◆ Data for this task ◆
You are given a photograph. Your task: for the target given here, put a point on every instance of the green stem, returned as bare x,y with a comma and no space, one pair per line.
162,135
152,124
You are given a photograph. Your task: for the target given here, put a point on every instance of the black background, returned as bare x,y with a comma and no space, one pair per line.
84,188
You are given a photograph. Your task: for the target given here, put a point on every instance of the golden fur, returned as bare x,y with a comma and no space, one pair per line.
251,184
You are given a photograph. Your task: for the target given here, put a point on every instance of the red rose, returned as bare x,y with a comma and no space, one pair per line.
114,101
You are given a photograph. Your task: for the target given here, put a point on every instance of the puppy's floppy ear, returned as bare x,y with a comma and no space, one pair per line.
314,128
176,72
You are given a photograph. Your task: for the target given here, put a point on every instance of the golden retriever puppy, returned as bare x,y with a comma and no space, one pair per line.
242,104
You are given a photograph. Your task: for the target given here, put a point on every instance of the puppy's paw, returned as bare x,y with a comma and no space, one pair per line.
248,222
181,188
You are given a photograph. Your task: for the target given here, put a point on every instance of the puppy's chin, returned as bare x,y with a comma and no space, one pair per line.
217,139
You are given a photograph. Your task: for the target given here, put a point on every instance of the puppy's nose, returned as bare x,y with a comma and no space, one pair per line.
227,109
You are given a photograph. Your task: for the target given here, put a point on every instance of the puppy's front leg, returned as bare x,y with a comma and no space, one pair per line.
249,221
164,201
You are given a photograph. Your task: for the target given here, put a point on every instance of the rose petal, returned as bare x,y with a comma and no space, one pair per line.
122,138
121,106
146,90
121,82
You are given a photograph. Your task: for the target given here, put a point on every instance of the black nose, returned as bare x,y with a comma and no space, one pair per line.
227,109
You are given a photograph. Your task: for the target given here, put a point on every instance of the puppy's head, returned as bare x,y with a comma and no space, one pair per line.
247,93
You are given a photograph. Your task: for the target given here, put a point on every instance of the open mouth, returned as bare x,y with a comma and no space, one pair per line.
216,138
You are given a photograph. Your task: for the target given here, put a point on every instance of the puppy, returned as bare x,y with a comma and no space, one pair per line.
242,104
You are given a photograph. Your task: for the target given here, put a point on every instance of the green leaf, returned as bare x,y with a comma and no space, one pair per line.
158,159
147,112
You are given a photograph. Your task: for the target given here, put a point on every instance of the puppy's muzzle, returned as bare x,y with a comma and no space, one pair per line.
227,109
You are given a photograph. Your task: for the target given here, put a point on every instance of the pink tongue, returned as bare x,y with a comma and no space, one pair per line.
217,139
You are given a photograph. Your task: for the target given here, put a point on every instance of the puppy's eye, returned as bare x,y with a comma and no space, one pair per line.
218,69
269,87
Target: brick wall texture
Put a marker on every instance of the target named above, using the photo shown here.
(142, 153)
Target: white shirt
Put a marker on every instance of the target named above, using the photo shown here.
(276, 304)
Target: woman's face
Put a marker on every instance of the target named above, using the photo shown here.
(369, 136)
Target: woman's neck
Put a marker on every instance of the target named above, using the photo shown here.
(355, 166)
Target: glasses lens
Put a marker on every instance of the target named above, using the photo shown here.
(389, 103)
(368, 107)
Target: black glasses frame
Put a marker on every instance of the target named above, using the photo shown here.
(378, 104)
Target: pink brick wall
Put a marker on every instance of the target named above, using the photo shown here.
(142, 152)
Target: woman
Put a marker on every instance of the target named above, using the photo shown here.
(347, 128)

---

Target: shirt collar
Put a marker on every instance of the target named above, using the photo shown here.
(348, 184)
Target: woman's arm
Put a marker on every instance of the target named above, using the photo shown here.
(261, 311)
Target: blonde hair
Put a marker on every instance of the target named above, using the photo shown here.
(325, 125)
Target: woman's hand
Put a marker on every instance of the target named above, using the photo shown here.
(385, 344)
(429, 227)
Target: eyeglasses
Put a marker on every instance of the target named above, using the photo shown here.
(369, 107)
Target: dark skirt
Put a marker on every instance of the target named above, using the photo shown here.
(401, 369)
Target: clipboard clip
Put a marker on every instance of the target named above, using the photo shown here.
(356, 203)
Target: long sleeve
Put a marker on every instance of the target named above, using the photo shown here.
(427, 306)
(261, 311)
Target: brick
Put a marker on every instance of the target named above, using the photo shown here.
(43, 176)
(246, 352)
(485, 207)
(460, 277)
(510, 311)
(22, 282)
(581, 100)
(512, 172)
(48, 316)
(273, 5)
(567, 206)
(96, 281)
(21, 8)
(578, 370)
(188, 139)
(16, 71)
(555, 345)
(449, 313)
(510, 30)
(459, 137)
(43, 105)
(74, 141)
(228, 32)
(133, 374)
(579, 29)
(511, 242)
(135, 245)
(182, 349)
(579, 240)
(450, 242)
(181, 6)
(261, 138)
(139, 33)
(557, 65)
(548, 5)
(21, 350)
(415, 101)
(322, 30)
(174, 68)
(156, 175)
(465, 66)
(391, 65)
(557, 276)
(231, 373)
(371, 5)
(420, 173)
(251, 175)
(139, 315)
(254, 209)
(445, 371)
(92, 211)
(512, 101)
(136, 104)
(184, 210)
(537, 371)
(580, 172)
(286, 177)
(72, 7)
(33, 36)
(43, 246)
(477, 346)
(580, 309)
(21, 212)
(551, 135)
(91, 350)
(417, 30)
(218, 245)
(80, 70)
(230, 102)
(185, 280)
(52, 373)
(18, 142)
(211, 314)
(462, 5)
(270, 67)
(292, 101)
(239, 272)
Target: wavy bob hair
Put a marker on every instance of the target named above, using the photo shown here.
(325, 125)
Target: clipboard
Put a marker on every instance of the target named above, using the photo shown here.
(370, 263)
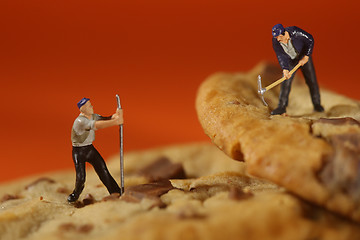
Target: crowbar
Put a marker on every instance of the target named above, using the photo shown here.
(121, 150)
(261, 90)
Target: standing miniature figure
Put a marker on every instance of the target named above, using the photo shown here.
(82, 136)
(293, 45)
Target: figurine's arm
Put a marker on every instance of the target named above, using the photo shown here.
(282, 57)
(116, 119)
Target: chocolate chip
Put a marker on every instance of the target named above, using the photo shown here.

◆ Work to complete ◆
Wherever the word "hair" appears in the listing above, copy the whole line.

◆ Task result ◆
Target: blonde hair
Target: wavy bob hair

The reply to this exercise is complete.